Written request 1:
Copy the HiOS text from "HiOS (), is" up to and including "and Lockscreen Notification.".
Written request 2:
According to the HiOS text, on which phone was HiOS first launched?
Written request 3:
Resume the HiOS text after its last sentence.

HiOS (), is an Android-based operating system developed by Hong Kong mobile phone manufacturer Tecno Mobile, a subsidiary of Transsion Holdings, exclusively for their smartphones.

HiOS allows for a wide range of user customization without requiring rooting the mobile device. The operating system is also bundled with utility applications that allow users to free up memory, freeze applications, limit data accessibility to applications among others. HiOS comes with features like; Launcher, Private Safe, Split Screen and Lockscreen Notification.

History
In April 2016, Tecno Mobile released HiOS 1.0, based on Android 6.0 "Marshmallow", featuring a launcher and micro-intelligence. The HiOS was first launched on Tecno Boom J8.  In March 2017, HiOS 2.0 was released based on Android 7.0 "Nougat", launching on Camon CX and L9 Plus. It also came with launcher, consisting of Hi Search, Hi Theme, Hi Manager and split screen.

Excerpted data:
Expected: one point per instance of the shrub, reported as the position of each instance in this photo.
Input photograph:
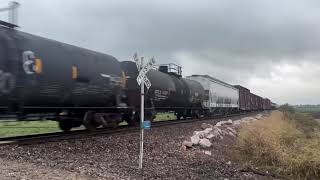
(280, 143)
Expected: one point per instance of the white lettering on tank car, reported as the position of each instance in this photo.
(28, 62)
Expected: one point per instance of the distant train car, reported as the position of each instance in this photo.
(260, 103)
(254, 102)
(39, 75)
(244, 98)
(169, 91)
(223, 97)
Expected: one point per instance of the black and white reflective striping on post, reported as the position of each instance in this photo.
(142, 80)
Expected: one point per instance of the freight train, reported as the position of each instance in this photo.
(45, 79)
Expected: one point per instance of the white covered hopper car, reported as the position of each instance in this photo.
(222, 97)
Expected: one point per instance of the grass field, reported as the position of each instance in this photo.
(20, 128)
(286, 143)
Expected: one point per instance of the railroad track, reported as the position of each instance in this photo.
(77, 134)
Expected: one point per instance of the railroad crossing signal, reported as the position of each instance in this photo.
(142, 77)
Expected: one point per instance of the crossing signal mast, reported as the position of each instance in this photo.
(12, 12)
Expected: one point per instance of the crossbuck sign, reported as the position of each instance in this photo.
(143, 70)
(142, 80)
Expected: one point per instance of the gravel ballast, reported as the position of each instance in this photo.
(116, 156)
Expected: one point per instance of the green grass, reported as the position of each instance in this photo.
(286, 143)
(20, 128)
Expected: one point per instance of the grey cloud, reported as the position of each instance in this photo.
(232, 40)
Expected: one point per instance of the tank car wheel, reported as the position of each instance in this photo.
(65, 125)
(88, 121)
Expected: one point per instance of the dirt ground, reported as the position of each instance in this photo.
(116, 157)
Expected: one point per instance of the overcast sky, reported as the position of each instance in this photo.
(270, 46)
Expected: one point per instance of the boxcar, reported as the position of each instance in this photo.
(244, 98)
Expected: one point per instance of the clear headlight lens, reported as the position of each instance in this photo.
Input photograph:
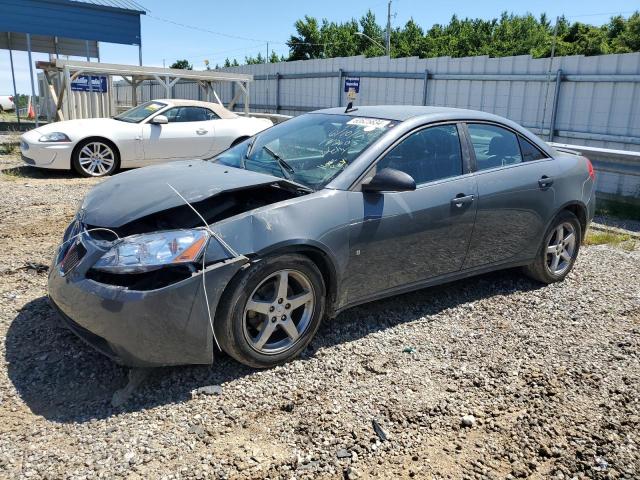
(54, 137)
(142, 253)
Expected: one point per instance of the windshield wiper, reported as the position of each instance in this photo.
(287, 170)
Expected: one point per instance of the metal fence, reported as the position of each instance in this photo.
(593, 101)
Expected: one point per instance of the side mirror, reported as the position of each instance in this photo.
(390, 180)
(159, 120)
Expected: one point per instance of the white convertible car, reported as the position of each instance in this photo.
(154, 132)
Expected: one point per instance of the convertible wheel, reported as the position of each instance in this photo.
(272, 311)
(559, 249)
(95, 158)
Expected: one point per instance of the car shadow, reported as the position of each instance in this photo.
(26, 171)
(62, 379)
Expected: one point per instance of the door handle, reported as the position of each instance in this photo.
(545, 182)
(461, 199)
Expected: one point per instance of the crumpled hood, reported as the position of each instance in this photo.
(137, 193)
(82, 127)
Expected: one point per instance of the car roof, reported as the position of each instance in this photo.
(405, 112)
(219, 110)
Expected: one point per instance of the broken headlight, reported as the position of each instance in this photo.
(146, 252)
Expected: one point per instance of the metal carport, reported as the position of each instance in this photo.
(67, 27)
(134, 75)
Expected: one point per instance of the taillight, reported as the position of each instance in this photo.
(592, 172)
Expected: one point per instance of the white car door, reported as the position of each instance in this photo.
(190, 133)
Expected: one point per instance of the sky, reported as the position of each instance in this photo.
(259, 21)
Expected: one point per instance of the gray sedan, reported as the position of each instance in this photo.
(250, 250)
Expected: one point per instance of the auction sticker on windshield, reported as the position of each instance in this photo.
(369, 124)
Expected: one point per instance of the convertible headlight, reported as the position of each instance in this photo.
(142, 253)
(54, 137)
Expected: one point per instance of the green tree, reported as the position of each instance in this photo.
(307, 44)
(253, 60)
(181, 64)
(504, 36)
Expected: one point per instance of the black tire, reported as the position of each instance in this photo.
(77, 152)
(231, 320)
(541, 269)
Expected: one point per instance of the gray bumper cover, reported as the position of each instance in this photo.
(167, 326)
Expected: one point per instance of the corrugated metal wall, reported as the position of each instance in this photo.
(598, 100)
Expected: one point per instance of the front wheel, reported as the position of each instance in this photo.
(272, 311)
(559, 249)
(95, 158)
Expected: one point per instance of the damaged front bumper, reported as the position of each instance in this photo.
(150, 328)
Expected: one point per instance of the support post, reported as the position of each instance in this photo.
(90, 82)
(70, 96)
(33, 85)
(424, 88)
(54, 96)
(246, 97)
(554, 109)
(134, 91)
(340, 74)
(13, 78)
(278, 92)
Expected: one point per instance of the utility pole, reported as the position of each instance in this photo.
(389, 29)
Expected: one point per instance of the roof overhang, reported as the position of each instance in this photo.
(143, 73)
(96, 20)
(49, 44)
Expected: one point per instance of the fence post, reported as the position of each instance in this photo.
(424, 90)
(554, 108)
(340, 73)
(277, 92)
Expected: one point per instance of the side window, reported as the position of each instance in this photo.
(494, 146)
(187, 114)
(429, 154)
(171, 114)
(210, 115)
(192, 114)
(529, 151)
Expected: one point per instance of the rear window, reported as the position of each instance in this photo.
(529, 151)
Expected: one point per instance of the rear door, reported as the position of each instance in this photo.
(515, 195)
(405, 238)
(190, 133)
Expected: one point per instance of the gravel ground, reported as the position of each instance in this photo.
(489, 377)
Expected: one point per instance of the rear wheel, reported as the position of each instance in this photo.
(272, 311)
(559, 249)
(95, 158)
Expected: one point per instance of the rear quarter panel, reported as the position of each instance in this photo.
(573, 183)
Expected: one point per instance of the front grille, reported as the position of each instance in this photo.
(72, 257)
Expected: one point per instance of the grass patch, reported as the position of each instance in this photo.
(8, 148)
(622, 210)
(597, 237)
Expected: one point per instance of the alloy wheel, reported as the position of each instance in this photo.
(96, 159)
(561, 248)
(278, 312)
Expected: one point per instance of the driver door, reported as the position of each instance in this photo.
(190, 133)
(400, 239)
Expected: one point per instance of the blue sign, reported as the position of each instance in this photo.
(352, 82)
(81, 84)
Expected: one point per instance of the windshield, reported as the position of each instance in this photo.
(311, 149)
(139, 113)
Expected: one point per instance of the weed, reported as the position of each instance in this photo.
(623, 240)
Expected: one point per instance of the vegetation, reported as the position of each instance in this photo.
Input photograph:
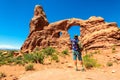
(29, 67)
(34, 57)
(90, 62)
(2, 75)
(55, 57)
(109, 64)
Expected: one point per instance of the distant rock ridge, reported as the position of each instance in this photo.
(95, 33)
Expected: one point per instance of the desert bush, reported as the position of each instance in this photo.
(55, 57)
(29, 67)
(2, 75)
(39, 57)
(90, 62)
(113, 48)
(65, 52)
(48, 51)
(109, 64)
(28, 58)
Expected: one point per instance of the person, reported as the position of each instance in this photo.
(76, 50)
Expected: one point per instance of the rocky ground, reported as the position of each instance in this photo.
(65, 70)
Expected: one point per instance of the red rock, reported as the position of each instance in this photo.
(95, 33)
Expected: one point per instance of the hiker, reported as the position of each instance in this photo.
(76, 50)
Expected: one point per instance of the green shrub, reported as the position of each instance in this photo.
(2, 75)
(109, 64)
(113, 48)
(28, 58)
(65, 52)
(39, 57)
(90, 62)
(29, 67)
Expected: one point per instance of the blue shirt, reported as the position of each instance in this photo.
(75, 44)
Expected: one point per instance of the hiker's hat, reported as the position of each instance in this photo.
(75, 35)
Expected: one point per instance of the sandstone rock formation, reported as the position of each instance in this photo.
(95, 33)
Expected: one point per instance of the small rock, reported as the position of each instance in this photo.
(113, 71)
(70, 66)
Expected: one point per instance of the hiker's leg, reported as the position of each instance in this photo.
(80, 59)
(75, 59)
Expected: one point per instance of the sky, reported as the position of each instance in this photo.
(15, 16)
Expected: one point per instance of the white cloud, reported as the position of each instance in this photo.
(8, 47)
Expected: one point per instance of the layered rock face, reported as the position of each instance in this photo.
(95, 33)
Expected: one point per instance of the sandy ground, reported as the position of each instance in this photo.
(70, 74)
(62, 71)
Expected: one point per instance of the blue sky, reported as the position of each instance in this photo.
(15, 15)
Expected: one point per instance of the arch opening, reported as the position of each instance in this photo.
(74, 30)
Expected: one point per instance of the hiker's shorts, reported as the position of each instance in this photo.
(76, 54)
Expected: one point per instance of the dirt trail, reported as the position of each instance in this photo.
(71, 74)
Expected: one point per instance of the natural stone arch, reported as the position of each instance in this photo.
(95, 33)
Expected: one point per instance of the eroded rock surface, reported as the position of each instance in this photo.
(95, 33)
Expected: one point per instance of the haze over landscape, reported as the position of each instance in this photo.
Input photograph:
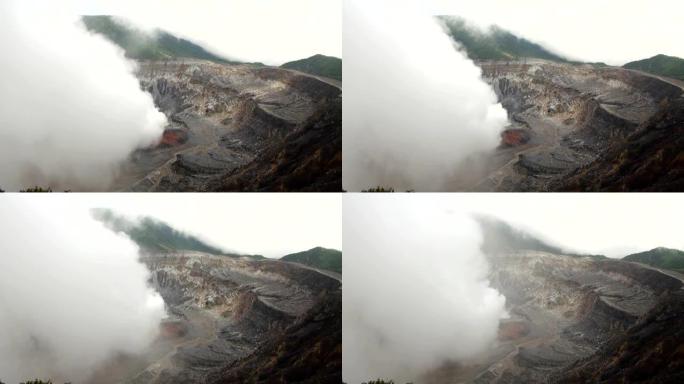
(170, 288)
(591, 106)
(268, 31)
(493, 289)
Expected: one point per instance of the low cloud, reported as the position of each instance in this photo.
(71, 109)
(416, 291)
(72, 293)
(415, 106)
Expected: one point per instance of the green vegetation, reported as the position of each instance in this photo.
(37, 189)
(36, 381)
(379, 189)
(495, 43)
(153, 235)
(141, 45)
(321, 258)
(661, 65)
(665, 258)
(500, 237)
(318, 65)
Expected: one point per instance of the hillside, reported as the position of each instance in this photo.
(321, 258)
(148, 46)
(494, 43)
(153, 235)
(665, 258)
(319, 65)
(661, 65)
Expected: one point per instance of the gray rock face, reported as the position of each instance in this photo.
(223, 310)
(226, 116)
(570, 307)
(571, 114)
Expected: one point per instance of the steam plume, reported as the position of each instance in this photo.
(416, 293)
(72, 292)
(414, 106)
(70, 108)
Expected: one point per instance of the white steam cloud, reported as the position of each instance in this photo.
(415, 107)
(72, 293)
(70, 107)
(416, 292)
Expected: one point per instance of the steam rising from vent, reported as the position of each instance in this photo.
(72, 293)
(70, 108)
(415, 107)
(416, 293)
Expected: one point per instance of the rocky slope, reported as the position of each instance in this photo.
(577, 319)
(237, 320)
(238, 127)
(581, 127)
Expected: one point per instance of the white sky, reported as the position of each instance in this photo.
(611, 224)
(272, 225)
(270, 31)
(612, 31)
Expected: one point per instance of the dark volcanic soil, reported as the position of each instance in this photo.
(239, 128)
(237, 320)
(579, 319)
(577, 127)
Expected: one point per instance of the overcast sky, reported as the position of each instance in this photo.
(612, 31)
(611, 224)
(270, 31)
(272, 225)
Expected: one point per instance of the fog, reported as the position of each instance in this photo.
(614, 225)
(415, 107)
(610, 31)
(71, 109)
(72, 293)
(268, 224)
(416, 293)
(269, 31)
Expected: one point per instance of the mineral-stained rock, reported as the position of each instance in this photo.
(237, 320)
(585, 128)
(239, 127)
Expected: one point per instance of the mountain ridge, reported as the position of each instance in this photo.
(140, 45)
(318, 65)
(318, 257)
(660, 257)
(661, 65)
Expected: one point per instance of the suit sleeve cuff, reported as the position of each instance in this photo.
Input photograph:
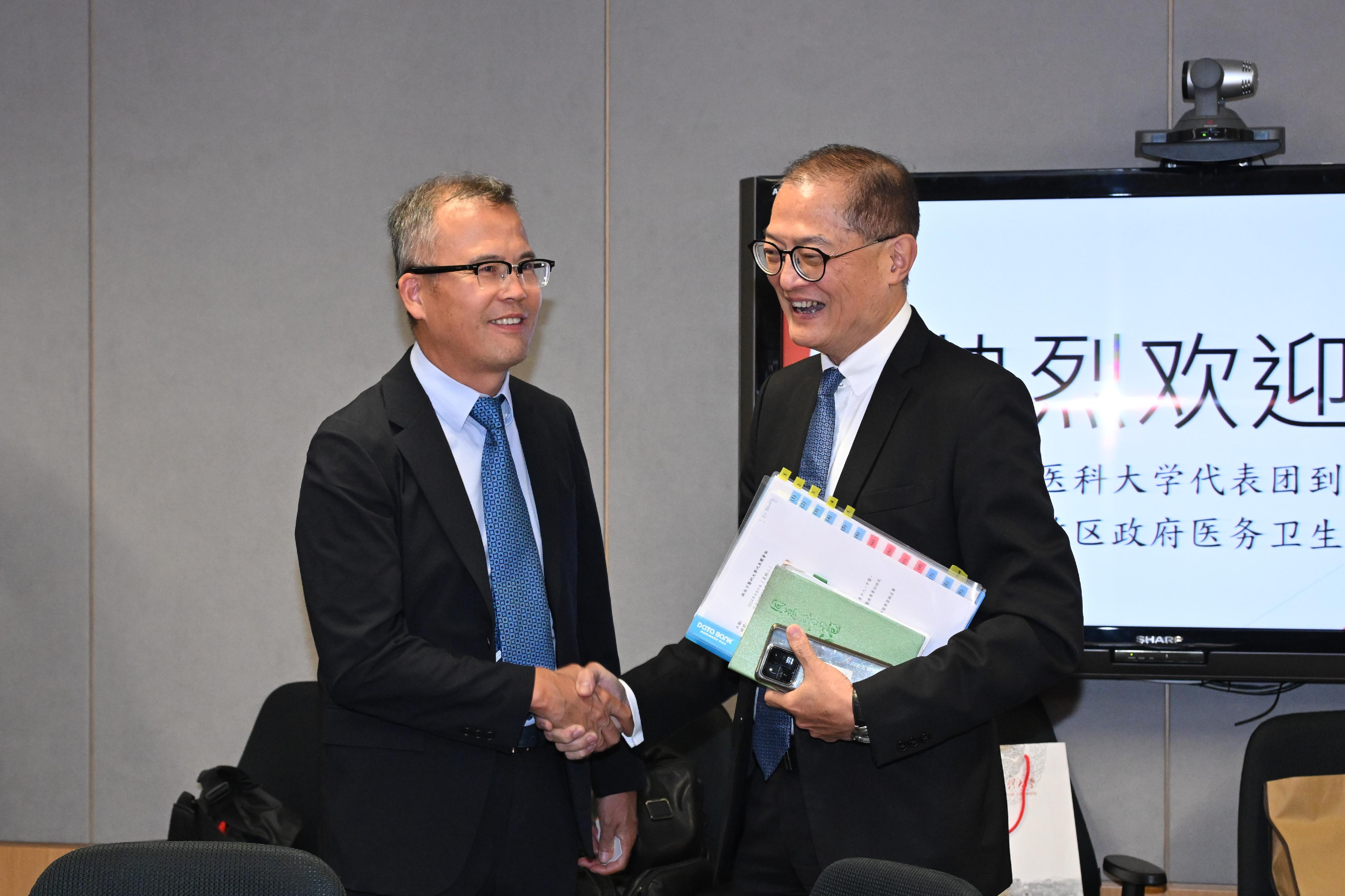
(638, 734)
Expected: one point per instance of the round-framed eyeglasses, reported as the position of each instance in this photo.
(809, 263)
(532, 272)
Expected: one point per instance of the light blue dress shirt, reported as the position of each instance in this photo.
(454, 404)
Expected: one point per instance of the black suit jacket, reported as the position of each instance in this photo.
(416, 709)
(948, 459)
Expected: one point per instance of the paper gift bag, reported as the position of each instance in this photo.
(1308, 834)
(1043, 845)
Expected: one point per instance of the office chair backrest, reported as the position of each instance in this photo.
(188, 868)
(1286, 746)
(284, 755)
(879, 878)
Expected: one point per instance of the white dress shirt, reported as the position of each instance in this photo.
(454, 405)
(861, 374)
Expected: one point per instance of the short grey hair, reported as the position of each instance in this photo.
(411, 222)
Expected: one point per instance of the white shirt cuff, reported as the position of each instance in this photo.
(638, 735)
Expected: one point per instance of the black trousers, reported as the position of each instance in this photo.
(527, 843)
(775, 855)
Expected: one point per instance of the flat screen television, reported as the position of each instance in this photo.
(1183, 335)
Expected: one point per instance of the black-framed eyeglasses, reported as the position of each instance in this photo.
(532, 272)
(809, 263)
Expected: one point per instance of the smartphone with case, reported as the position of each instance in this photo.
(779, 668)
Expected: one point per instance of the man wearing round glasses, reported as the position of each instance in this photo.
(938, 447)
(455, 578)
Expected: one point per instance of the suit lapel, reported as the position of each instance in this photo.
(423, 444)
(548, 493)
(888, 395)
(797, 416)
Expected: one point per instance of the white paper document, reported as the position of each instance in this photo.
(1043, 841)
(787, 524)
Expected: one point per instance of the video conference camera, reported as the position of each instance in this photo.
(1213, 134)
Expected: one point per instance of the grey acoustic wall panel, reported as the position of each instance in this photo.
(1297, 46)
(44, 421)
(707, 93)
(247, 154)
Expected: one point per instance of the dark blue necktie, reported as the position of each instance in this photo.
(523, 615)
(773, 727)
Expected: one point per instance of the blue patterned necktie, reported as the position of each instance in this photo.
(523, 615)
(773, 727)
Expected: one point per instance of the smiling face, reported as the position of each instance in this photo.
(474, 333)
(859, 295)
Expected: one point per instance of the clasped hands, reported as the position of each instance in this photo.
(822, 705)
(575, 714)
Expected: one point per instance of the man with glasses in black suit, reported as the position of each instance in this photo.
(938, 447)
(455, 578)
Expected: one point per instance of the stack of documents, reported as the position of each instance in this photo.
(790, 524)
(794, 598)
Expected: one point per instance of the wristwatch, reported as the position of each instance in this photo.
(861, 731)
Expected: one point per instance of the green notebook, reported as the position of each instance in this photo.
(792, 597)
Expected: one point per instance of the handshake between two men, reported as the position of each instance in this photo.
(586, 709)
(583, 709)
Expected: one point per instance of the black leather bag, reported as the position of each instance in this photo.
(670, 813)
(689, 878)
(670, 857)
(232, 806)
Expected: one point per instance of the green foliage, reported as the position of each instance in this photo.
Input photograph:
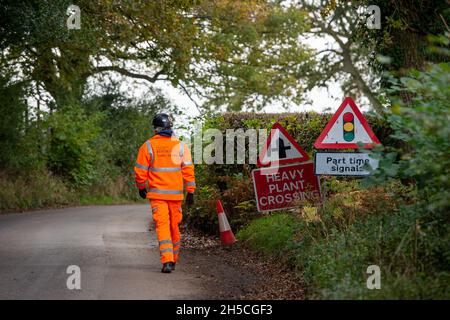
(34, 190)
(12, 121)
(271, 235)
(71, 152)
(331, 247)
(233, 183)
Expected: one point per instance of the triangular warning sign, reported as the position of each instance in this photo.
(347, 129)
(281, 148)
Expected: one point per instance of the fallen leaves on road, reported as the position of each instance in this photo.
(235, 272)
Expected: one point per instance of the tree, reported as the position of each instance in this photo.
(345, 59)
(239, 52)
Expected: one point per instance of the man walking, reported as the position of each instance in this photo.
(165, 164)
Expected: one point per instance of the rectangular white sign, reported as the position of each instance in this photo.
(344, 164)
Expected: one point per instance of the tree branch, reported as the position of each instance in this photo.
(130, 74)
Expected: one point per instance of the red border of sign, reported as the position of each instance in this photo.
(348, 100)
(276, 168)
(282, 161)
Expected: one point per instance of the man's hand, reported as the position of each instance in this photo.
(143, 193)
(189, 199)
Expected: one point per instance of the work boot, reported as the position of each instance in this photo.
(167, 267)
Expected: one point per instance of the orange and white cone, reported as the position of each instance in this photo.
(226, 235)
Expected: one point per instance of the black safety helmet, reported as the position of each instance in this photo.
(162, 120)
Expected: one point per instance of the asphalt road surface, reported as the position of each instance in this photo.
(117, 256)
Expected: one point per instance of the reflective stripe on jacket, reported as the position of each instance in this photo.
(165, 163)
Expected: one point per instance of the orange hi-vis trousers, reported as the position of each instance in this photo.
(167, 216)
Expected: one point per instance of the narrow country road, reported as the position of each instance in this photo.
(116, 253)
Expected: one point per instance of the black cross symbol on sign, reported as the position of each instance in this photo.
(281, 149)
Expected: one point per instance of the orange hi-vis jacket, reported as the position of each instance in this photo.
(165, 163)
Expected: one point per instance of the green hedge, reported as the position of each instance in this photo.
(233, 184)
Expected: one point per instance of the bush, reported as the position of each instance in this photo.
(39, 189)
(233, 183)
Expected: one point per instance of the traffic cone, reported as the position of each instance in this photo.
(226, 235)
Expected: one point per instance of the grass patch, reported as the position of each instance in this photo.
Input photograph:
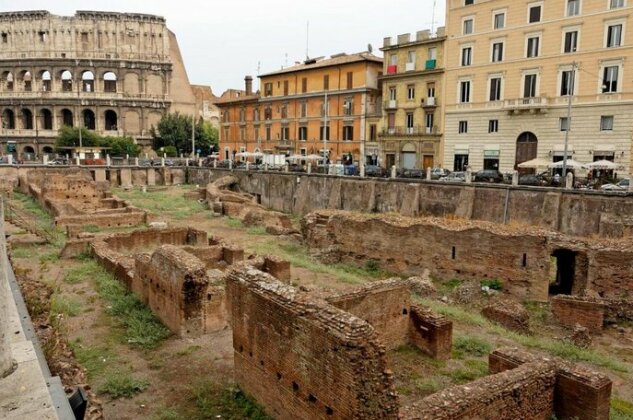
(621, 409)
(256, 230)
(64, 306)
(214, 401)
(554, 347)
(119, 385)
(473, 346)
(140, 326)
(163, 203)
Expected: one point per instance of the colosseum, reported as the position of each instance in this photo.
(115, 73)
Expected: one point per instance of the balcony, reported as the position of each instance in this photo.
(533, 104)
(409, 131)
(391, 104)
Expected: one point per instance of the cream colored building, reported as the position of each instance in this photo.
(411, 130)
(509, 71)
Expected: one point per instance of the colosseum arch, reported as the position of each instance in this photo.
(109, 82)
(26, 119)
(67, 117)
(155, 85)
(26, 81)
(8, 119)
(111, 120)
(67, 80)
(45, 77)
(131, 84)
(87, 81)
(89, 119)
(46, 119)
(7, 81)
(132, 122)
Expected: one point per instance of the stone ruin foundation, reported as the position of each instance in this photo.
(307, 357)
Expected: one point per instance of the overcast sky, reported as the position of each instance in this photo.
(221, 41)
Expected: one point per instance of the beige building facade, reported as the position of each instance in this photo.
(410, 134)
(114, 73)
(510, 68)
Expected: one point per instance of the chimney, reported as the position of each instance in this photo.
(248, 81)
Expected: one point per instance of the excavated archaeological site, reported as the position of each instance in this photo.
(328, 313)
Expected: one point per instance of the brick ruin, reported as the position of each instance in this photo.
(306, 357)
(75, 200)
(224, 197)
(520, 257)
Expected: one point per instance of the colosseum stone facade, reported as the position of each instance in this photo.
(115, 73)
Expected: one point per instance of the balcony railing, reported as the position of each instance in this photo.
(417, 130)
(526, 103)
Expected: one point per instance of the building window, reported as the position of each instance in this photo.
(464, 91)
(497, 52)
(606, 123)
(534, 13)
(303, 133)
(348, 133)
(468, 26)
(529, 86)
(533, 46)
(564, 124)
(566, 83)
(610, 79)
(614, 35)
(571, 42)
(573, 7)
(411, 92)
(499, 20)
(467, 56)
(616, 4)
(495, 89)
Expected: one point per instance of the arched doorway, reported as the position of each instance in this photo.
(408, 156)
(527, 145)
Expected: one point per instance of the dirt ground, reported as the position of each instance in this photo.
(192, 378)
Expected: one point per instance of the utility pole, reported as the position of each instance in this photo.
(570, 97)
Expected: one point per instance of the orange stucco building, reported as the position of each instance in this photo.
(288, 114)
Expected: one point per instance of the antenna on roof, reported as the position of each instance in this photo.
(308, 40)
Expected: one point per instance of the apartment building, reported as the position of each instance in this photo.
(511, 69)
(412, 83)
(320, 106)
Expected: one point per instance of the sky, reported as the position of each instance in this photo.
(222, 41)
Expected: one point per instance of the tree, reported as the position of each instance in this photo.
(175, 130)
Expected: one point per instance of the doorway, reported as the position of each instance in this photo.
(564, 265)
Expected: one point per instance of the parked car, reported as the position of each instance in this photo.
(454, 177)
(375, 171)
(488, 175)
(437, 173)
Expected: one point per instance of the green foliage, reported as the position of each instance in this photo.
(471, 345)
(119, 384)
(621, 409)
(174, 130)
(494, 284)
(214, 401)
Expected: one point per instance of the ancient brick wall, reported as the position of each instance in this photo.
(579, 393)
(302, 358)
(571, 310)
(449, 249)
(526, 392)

Exercise response 1:
HiOS (), is an Android-based operating system developed by Hong Kong mobile phone manufacturer Tecno Mobile, a subsidiary of Transsion Holdings, exclusively for their smartphones.

HiOS allows for a wide range of user customization without requiring rooting the mobile device. The operating system is also bundled with utility applications that allow users to free up memory, freeze applications, limit data accessibility to applications among others. HiOS comes with features like; Launcher, Private Safe, Split Screen and Lockscreen Notification.

Exercise response 2:
Tecno Boom J8

Exercise response 3:
In October 2017, HiOS 3.0 was also released based on Android 7.0 as seen in HiOS 2.0, but with improved user interfaces, launching on Phantom 8 and Camon CM. HiOS 3.0 also came with Boomplay Music and Phoenix Browser as primary browsers, it also came with T-Point, Micro Intelligence and Eye Care.

In November 2018, HiOS 4.1 was released based on Android 8.1 "Oreo", launching on Camon 11 and Camon 11 Pro, featuring ZeroScreen, one-hand mode and dual apps. The HiOS 4.1 also came with Gesture Navigation and Face ID.

In April 2019, HiOS 5.0 was released based on Android 9.0 "Pie", launching on Spark 3 and Phantom 9, featuring Smart Panel, AI Read Mode and Intelligent Voice Broadcast. In September 2019, HiOS 5.5 was also released based on Android 9.0 "Pie", launching on Camon 12 and Spark 4, featuring AR Virtual Canvas, Closed Eye Detection, Gesture Call Picker and Fingerprint Reset Password.

In February 2020, HiOS 6.0 was released based on Android 10, launching on Camon 15. The beta version of HiOS 6.0 was released to Tecno Spark 3 Pro on 1 December 2019, featuring system-wide Dark Theme, Social Turbo and Game mode.

In September 2020, HiOS 7.0 was released based on Android 10, launching on Camon 16 series.

In May 2021, HiOS 7.6 was released based on Android 11, launching on Camon 17 series.

In August 2021, HiOS 7.6 was released as a upgrade based on Android 11, on Camon 16 series

See also 
 XOS (operating system)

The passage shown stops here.